■ Request: Copy each of the rows below word for word, leaving out the pictures.
## Start
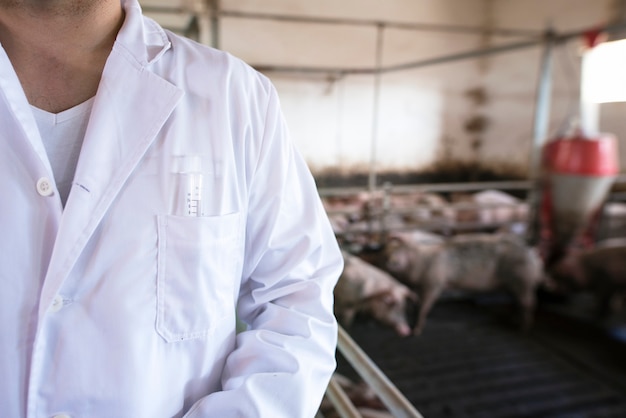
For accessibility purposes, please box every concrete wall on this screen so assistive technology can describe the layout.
[147,0,626,182]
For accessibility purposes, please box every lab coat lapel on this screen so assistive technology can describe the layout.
[39,18,183,317]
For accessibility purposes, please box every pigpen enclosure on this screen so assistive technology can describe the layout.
[318,177,626,418]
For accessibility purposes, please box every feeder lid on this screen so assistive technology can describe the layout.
[543,134,619,176]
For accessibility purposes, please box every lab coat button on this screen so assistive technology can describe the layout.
[50,295,67,312]
[37,177,54,196]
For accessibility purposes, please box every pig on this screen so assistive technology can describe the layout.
[384,233,544,335]
[334,250,416,336]
[548,242,626,320]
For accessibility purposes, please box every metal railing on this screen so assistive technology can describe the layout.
[326,326,423,418]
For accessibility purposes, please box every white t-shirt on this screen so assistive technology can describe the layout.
[31,98,93,206]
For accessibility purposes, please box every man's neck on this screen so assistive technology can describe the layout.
[0,0,124,113]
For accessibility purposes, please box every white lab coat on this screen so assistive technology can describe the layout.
[0,0,342,418]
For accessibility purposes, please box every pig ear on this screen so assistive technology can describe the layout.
[382,292,395,305]
[385,235,404,247]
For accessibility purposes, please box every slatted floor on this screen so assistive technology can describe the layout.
[337,298,626,418]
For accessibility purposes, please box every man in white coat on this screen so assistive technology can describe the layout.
[0,0,342,418]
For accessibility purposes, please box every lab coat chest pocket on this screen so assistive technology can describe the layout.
[156,213,241,342]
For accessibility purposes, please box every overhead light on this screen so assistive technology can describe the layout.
[581,39,626,103]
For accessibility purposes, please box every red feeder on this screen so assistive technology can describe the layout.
[540,134,619,262]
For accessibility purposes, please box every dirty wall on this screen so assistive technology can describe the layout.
[220,0,626,185]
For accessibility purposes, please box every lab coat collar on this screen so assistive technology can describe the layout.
[39,0,183,318]
[116,0,171,67]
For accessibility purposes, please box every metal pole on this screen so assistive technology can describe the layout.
[209,0,220,48]
[337,326,423,418]
[326,376,361,418]
[368,25,385,192]
[527,29,555,245]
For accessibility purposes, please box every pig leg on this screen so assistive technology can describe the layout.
[413,283,445,335]
[517,286,536,332]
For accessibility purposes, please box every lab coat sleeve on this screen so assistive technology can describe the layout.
[183,82,343,418]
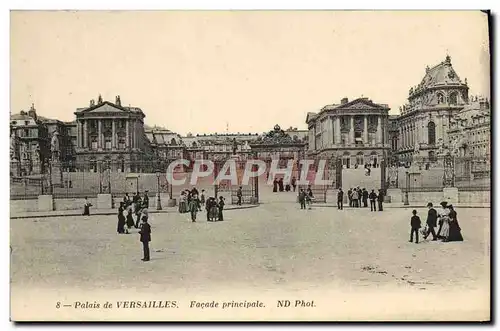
## End
■ Solution to the exercise:
For accessibility purposes, please box every concrete wall on this screen so assistive technology can describe the layout.
[147,0,626,182]
For accessibility purposes, please box every lab coat lapel on this screen so assistive technology can describe the layout.
[39,18,183,317]
For accessibility purposes, please box every pigpen enclosure on this screen so assistive technology can describe the layout.
[318,177,626,418]
For accessibility purposes, please box every feeder lid on this screen so assistive technology can describe the layout.
[543,134,619,176]
For accessibility purposes, please box every lab coat button on this screen so assistive technology can describe the layout.
[50,295,67,312]
[37,177,54,196]
For accessibility purposes, please box every pig on this screen so assistive technology can describe the layout.
[384,233,544,335]
[334,250,416,336]
[548,242,626,320]
For accessibility purposes, please box every metal railing on this screen so assistive technology can describe the layout.
[326,326,423,418]
For accessibility purposes, please box every white t-shirt on this screen so assistive technology can describe the layout.
[31,98,93,206]
For accessibility purposes, please box every man's neck on this screen so assistive technology can describe the layout.
[0,0,124,113]
For accessibility purposes, please box every white lab coat on this screen so assistive technology can describe the layout.
[0,0,342,418]
For accessibility purposes, please box every pig ear on this screen so assistive technology can describe the layout.
[382,292,395,305]
[385,235,404,247]
For accessibility purposes, please box every slatted floor on this screen so assistive technology can describe the layout.
[337,298,626,418]
For accessibility purposes, please box every man in white coat on this screen so assistive technology can describe the layout.
[0,0,342,418]
For accessibility purposes, please box every lab coat chest pocket on this screen so assistive technology can describe the layout.
[156,213,241,342]
For accessibility purposes, please box every overhead light on this screen so assistive technology can describe the layout.
[581,39,626,103]
For accessibility purposes, please box every red feeder on this screen so assistive technology can describe the layout.
[540,134,619,262]
For accessibility purposes, please box every dirty wall on this screen so assistive technology can describe the layout.
[220,0,626,185]
For accessibility purposes, please box every lab coat collar on this screen so assistive technology can describe the layout.
[39,0,183,318]
[116,0,171,67]
For accessibility purposes, please box every metal pole on this screen so assistive technology can describe the layout.
[209,0,220,48]
[337,326,423,418]
[326,376,361,418]
[368,25,385,192]
[527,29,555,245]
For accessibility purposes, please box every pig leg on this screen so assistive technology can describe the layout.
[413,283,445,335]
[517,286,536,332]
For accessibility purposes, please box every lab coat sleeve on this screen so assistive technology can describe the layout.
[183,82,343,418]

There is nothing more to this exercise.